**TRECHO DA PÁGINA**

A terceira marca que caracterizará a Igreja no mundo pós-Covid-19 será uma relação renovada com o mundo natural e com a ciência. Ao fechar os edifícios da igreja e suspender suas liturgias, as lideranças da Igreja estavam respondendo a conselhos científicos.
A fé não se opõe à razão ou à ciência. A relação entre fé e ciência é de enriquecimento mútuo. Francisco já demonstrou isso com a Laudato si’, que reúne a espiritualidade de Francisco de Assis e a melhor ciência sobre a proteção do ambiente.
E funciona nos dois sentidos. Brune Poirson, ministro da Ecologia da França e não crente, elogiou a Laudato si’ – que neste mês completou seu quinto aniversário – dizendo à publicação francesa La Vie na semana passada que não pode haver “transição ecológica” sem uma compreensão do transcendente.

**ENUNCIADO DA TAREFA**
Copie do trecho da página tudo o que vai de "A terceira marca" até "compreensão do transcendente.", substituindo "ciência" por "pesquisa".

**DADOS FORNECIDOS**

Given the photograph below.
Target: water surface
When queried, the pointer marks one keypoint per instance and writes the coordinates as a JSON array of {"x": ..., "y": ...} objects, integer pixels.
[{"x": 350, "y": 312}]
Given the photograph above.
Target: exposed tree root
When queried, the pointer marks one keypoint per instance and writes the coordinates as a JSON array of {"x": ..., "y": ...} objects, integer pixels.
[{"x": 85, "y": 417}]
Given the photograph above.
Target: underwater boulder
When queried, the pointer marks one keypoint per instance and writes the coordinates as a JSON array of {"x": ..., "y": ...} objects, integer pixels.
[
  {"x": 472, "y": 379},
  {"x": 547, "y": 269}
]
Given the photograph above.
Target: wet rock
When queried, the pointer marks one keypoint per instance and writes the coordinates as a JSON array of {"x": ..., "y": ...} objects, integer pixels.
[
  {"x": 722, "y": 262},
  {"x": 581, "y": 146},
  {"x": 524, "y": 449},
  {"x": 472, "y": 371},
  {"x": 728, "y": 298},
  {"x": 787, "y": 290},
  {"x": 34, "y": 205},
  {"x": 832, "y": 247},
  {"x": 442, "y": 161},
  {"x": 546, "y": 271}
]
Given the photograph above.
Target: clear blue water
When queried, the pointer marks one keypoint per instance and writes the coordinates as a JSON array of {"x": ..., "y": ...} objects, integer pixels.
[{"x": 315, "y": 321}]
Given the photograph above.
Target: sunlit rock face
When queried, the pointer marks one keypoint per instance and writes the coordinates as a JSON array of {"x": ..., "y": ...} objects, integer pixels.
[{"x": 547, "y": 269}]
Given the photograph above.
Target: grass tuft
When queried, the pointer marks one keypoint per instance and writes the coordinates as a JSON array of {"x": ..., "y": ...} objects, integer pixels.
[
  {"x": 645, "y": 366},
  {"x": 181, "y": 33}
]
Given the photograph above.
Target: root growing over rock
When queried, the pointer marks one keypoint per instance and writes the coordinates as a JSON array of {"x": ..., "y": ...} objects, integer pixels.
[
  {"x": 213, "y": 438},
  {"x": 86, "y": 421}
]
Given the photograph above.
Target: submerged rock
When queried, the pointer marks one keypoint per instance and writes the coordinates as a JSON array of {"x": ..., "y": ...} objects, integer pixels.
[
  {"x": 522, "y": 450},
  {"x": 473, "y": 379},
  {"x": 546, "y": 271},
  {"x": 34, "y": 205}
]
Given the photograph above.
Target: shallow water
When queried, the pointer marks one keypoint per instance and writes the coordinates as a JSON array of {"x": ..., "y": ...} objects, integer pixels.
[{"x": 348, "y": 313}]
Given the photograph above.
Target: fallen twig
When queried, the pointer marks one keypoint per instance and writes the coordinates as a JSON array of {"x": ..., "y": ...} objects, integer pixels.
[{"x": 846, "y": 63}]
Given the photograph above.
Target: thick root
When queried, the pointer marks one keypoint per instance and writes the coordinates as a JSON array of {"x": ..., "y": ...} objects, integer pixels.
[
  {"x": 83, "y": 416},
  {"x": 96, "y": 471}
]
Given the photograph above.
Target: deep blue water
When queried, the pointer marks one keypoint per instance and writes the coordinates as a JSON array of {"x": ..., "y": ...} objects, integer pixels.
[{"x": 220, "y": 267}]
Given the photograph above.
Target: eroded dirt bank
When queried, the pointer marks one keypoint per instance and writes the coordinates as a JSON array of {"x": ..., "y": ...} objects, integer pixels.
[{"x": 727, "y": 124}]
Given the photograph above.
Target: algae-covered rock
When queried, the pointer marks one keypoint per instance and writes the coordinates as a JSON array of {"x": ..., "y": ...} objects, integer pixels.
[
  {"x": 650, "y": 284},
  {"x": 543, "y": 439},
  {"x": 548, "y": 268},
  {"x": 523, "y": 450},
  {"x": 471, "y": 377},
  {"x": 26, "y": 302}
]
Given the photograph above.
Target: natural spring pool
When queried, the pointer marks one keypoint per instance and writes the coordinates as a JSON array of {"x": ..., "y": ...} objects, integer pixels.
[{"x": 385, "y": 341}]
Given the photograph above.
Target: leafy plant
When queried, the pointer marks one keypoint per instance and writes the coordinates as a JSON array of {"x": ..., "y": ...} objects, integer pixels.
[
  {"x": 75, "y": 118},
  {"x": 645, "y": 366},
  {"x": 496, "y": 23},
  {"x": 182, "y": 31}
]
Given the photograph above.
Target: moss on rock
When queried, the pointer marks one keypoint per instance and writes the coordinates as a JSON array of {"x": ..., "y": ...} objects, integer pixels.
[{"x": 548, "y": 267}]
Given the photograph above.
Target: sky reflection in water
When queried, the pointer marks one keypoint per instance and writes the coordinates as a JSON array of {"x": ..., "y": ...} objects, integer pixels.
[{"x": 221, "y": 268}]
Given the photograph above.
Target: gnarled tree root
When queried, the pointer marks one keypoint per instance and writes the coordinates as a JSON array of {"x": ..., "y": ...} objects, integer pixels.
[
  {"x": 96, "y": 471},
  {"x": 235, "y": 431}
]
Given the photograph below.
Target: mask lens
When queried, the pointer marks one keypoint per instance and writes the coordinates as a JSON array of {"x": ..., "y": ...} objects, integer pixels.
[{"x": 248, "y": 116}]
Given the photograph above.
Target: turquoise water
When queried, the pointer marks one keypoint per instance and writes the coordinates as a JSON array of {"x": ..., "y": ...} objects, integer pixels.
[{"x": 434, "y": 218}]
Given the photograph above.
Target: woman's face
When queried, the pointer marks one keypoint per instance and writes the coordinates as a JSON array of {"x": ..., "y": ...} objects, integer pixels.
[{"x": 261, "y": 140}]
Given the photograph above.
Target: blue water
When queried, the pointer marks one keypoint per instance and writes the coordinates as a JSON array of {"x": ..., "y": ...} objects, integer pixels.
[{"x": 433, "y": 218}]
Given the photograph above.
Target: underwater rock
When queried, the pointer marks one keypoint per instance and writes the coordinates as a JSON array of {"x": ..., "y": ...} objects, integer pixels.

**RESOLUÇÃO DA TAREFA**
A terceira marca que caracterizará a Igreja no mundo pós-Covid-19 será uma relação renovada com o mundo natural e com a pesquisa. Ao fechar os edifícios da igreja e suspender suas liturgias, as lideranças da Igreja estavam respondendo a conselhos científicos.
A fé não se opõe à razão ou à pesquisa. A relação entre fé e pesquisa é de enriquecimento mútuo. Francisco já demonstrou isso com a Laudato si’, que reúne a espiritualidade de Francisco de Assis e a melhor pesquisa sobre a proteção do ambiente.
E funciona nos dois sentidos. Brune Poirson, ministro da Ecologia da França e não crente, elogiou a Laudato si’ – que neste mês completou seu quinto aniversário – dizendo à publicação francesa La Vie na semana passada que não pode haver “transição ecológica” sem uma compreensão do transcendente.